• [Text block]
Maasai - Religion and Expressive Culture



Religious Beliefs. The Maasai believe in an omnipresent God (Nkai), but they have no means of knowing their God's form or intentions. Inasmuch as God has human attributes, they might be described as those of extreme age. Respect for the knowledge of the oldest living men and for their ritual power to bless and to curse is magnified in the profound respect for their all-powerful and all-knowing God.

Pronounced beliefs in sorcery are also evident, particularly at times of misfortune and at major sacrifices. The characteristics of the supposed sorcerers may be viewed as a grotesque caricature of the competitive instincts that are popularly attributed to individual elders, emphasizing their greed and envy of the good fortune of others.

Religious Practitioners. The widespread concern with sorcery is associated with the Loonkidongi dynasty of prophets. Each tribal section has its own prophet, who is seen as helping its members to cope with the endemic sorcery, by providing them with protective medicines and advice for their ceremonies. The prophet is regarded with awe as a type of all-seeing godfather, but his power to curb sorcery is also thought to derive from his knowledge of sorcery as a Loonkidongi, and popular attitudes toward other members of this dynasty are highly ambivalent. The Loonkidongi tend to live in small colonies on the borders between Maasai tribal sections, where they are suspected of providing a breeding ground for discontent, practicing sorcery among themselves, and even secretly selling evil charms to would-be Maasai sorcerers.

Ceremonies. The promotion of warriors to elderhood entails a series of extended ceremonies. The first of two high points of this process is the eunoto ceremony, when warriors are "raised" to senior-warrior status. For this occasion, they come from their separate villages and form a single village. They are led by a ritual leader ( olotuno ), who is sometimes thought to shoulder the misfortunes of his peers and is therefore destined to an early death or an impoverished life. Shortly after the eunoto, the warriors abandon their warrior village and return with their mothers to their fathers' villages. The second high point of their career as an age set is the olghesher ceremony, which finally unites the "right-hand" and "left-hand" subsets, promoting them jointly to senior elderhood. They are now endowed with the power to bless and to curse and to become firestick patrons of the next new age set.

Stored data entries:
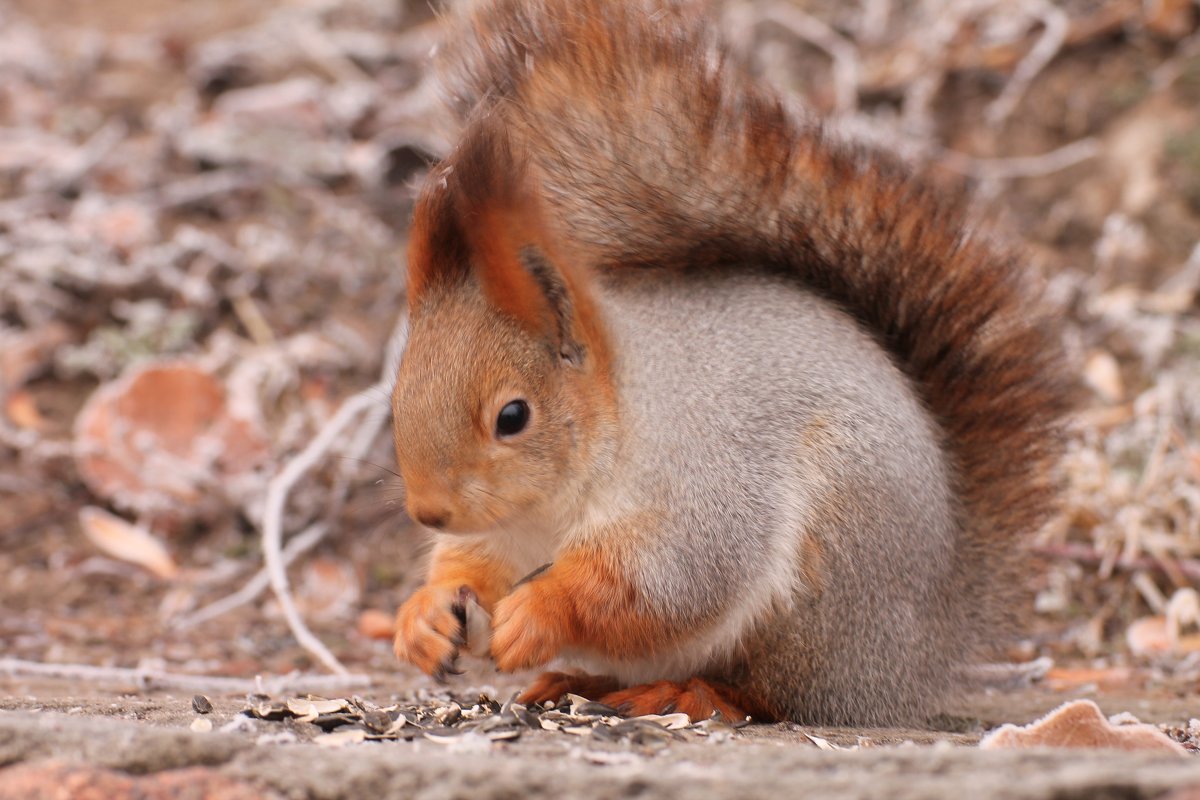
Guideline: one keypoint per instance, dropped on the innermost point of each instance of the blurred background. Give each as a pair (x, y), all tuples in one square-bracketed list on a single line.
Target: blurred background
[(203, 210)]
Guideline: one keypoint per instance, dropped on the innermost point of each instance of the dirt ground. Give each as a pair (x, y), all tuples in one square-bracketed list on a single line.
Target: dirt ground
[(143, 743), (226, 185)]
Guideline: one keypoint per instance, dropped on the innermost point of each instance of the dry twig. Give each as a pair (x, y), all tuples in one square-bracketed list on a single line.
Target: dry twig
[(1049, 44)]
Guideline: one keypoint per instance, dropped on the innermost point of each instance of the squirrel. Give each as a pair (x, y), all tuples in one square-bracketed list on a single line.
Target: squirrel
[(731, 415)]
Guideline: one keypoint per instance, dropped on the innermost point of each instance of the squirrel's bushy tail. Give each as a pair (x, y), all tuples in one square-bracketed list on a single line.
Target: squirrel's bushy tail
[(654, 150)]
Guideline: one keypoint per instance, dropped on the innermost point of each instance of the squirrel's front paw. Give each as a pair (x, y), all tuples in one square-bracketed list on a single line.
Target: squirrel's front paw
[(527, 627), (430, 631)]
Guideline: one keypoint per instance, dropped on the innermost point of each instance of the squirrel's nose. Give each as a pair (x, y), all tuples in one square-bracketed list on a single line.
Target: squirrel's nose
[(436, 518)]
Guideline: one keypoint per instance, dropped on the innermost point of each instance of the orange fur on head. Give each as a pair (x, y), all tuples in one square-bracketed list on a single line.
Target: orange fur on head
[(483, 216)]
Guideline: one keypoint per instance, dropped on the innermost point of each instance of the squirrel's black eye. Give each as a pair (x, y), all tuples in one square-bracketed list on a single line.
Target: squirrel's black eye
[(513, 419)]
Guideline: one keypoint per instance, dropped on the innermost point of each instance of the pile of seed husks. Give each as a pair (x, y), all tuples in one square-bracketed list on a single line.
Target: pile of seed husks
[(480, 720)]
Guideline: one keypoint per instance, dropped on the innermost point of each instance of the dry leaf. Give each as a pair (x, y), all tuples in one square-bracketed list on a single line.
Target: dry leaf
[(1149, 635), (22, 410), (1103, 374), (126, 541), (1080, 723)]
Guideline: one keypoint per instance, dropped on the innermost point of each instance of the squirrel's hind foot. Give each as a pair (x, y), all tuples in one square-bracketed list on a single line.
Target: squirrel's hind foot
[(551, 686), (696, 697)]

• [Description of the task]
From the text on Maasai religion and expressive culture, extract the passage between "Religious Practitioners. The" and "would-be Maasai sorcerers.", inclusive.

• [Task solution]
Religious Practitioners. The widespread concern with sorcery is associated with the Loonkidongi dynasty of prophets. Each tribal section has its own prophet, who is seen as helping its members to cope with the endemic sorcery, by providing them with protective medicines and advice for their ceremonies. The prophet is regarded with awe as a type of all-seeing godfather, but his power to curb sorcery is also thought to derive from his knowledge of sorcery as a Loonkidongi, and popular attitudes toward other members of this dynasty are highly ambivalent. The Loonkidongi tend to live in small colonies on the borders between Maasai tribal sections, where they are suspected of providing a breeding ground for discontent, practicing sorcery among themselves, and even secretly selling evil charms to would-be Maasai sorcerers.